▶ _Written problem_:
Write out the listing below from the line containing "point: palm tree" to its last line, unaltered, ends included.

▶ _Task input_:
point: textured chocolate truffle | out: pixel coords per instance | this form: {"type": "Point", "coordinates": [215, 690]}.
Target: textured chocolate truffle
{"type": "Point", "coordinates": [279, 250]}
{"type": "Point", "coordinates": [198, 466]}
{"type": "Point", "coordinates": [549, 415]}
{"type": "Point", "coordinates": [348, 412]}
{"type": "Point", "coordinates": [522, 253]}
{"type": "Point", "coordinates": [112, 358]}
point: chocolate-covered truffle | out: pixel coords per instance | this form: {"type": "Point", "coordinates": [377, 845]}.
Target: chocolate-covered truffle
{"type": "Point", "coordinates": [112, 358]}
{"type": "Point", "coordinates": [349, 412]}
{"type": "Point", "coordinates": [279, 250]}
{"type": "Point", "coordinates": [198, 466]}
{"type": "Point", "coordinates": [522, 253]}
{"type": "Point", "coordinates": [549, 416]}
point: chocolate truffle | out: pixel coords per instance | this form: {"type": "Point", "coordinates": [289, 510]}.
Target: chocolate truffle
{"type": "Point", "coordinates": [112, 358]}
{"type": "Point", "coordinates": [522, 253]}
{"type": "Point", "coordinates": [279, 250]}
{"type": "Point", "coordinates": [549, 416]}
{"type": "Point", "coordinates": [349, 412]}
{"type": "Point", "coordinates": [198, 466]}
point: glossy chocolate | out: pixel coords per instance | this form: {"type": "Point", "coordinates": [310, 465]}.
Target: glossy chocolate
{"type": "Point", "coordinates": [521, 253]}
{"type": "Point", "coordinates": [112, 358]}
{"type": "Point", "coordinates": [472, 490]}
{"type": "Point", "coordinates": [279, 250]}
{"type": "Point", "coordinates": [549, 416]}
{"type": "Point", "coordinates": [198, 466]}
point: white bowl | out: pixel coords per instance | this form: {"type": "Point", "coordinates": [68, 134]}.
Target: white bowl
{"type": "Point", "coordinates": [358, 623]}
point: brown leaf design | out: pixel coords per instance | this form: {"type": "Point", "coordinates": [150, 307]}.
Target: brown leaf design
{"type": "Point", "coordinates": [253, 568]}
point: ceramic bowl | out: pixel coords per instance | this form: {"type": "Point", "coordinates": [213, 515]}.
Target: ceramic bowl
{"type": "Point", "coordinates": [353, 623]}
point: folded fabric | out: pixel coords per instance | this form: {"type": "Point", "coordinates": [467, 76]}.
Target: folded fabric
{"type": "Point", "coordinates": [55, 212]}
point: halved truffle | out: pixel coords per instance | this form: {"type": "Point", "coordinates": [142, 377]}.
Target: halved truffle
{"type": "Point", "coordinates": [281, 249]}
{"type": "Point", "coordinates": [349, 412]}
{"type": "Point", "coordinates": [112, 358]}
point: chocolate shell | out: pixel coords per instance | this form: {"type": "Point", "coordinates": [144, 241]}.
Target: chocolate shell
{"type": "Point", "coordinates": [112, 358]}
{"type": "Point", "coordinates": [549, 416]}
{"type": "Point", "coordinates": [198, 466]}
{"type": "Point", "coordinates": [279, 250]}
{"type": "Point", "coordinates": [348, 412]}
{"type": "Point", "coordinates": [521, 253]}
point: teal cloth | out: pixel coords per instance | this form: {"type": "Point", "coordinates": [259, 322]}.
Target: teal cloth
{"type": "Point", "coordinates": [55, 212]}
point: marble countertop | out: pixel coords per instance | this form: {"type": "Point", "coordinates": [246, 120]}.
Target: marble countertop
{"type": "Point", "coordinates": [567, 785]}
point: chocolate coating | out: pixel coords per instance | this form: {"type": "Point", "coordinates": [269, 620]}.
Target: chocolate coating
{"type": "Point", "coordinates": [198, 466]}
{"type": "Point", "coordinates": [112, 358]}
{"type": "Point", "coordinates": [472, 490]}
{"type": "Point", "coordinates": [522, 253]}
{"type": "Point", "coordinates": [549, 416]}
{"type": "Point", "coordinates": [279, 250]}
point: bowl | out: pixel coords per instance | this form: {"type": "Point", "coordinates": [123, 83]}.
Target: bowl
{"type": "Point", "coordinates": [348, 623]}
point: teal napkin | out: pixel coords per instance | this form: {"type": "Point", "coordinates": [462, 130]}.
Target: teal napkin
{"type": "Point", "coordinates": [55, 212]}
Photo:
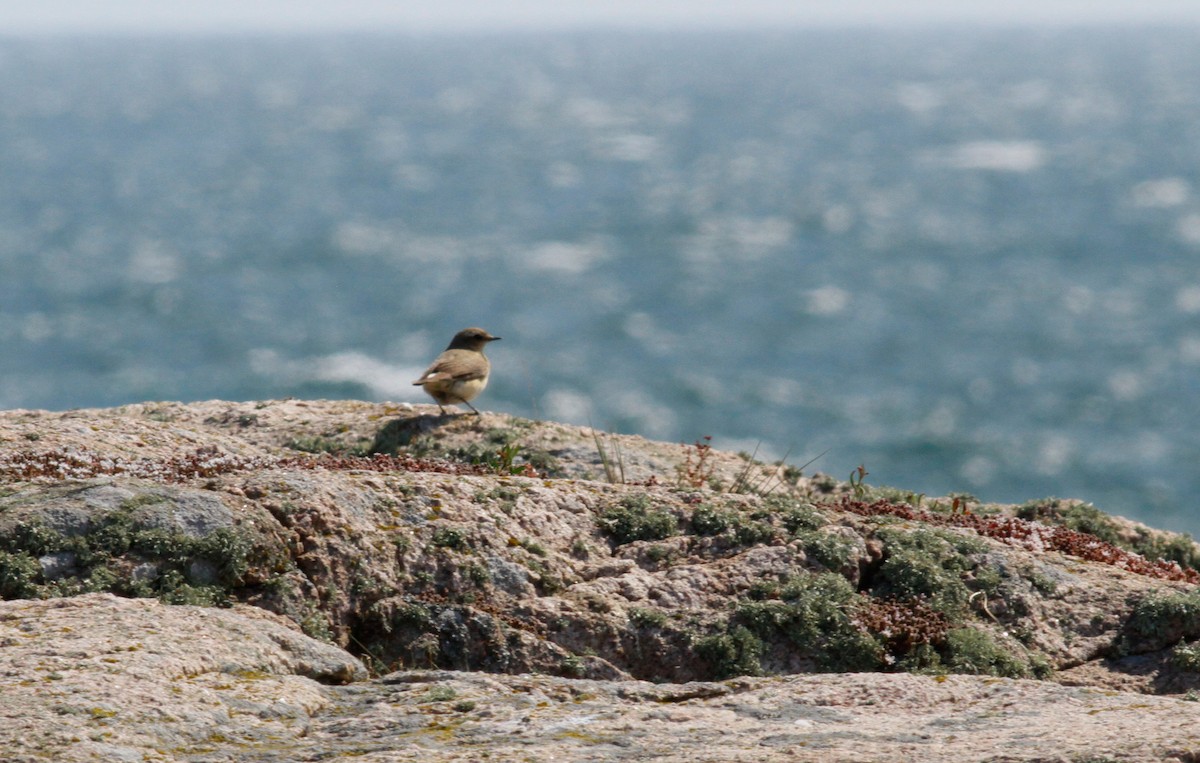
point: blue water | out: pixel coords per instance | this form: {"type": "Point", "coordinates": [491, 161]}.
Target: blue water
{"type": "Point", "coordinates": [967, 259]}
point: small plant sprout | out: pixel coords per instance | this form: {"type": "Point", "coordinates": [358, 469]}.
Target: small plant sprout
{"type": "Point", "coordinates": [613, 472]}
{"type": "Point", "coordinates": [857, 482]}
{"type": "Point", "coordinates": [696, 470]}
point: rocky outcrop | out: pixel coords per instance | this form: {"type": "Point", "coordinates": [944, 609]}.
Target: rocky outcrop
{"type": "Point", "coordinates": [493, 559]}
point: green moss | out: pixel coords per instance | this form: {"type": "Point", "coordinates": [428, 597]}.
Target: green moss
{"type": "Point", "coordinates": [708, 521]}
{"type": "Point", "coordinates": [1159, 620]}
{"type": "Point", "coordinates": [647, 618]}
{"type": "Point", "coordinates": [975, 652]}
{"type": "Point", "coordinates": [1187, 656]}
{"type": "Point", "coordinates": [814, 613]}
{"type": "Point", "coordinates": [19, 575]}
{"type": "Point", "coordinates": [733, 653]}
{"type": "Point", "coordinates": [117, 544]}
{"type": "Point", "coordinates": [829, 550]}
{"type": "Point", "coordinates": [450, 538]}
{"type": "Point", "coordinates": [735, 526]}
{"type": "Point", "coordinates": [795, 515]}
{"type": "Point", "coordinates": [633, 520]}
{"type": "Point", "coordinates": [928, 564]}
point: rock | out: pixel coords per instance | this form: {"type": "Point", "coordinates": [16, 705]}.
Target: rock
{"type": "Point", "coordinates": [100, 678]}
{"type": "Point", "coordinates": [444, 550]}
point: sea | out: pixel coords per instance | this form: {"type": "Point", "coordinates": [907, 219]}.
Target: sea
{"type": "Point", "coordinates": [964, 258]}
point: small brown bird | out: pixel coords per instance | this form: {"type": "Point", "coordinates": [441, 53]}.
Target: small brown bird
{"type": "Point", "coordinates": [460, 373]}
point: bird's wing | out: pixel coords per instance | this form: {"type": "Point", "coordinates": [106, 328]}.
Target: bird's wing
{"type": "Point", "coordinates": [455, 366]}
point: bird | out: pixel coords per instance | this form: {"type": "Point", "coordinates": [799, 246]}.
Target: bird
{"type": "Point", "coordinates": [460, 373]}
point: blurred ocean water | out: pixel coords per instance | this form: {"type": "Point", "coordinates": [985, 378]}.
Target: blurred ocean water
{"type": "Point", "coordinates": [966, 259]}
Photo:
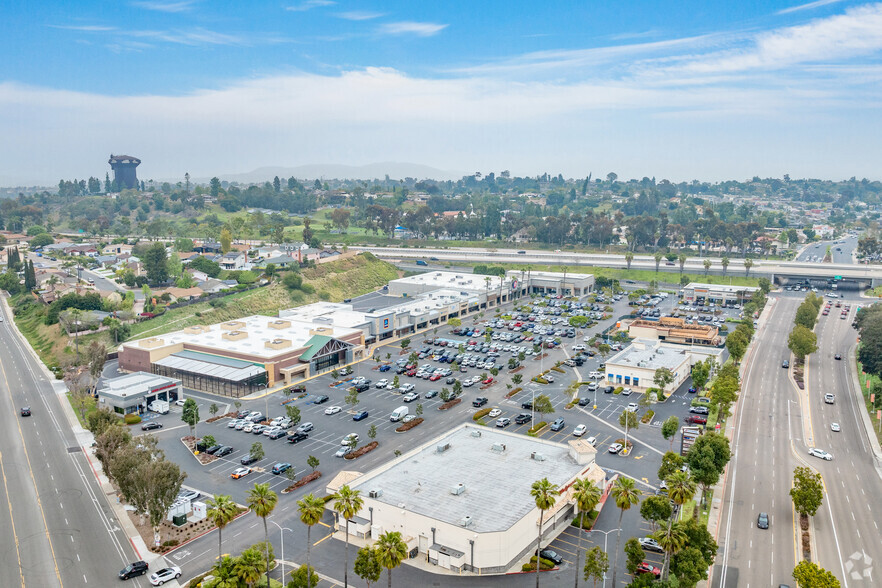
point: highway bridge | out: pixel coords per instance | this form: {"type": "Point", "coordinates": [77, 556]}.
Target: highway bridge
{"type": "Point", "coordinates": [848, 276]}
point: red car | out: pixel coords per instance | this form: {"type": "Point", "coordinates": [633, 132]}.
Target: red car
{"type": "Point", "coordinates": [645, 568]}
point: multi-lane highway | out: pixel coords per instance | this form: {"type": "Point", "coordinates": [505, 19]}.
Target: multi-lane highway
{"type": "Point", "coordinates": [57, 528]}
{"type": "Point", "coordinates": [775, 425]}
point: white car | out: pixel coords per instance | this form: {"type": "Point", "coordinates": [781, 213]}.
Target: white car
{"type": "Point", "coordinates": [820, 453]}
{"type": "Point", "coordinates": [164, 575]}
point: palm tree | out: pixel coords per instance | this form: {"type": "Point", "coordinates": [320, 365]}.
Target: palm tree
{"type": "Point", "coordinates": [391, 551]}
{"type": "Point", "coordinates": [545, 494]}
{"type": "Point", "coordinates": [672, 539]}
{"type": "Point", "coordinates": [262, 501]}
{"type": "Point", "coordinates": [347, 503]}
{"type": "Point", "coordinates": [249, 566]}
{"type": "Point", "coordinates": [587, 495]}
{"type": "Point", "coordinates": [221, 511]}
{"type": "Point", "coordinates": [224, 572]}
{"type": "Point", "coordinates": [311, 510]}
{"type": "Point", "coordinates": [626, 495]}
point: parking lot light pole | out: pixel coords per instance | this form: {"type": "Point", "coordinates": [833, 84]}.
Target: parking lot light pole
{"type": "Point", "coordinates": [282, 535]}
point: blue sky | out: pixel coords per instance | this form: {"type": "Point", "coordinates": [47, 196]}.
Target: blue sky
{"type": "Point", "coordinates": [676, 90]}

▶ _Exercise answer_:
point: palm tree | out: pixel coords per instance | this form: {"type": "Point", "coordinates": [320, 365]}.
Target: palm tree
{"type": "Point", "coordinates": [391, 551]}
{"type": "Point", "coordinates": [545, 494]}
{"type": "Point", "coordinates": [672, 539]}
{"type": "Point", "coordinates": [262, 501]}
{"type": "Point", "coordinates": [347, 503]}
{"type": "Point", "coordinates": [249, 566]}
{"type": "Point", "coordinates": [587, 495]}
{"type": "Point", "coordinates": [221, 511]}
{"type": "Point", "coordinates": [224, 572]}
{"type": "Point", "coordinates": [311, 510]}
{"type": "Point", "coordinates": [626, 495]}
point: parking lot light pole | out: pixel coords per instance | this form: {"type": "Point", "coordinates": [833, 84]}.
Target: parking lot light pole
{"type": "Point", "coordinates": [282, 535]}
point: blue sky | out: pixel coords per instance | this form: {"type": "Point", "coordinates": [47, 196]}.
Target: blue sky
{"type": "Point", "coordinates": [676, 90]}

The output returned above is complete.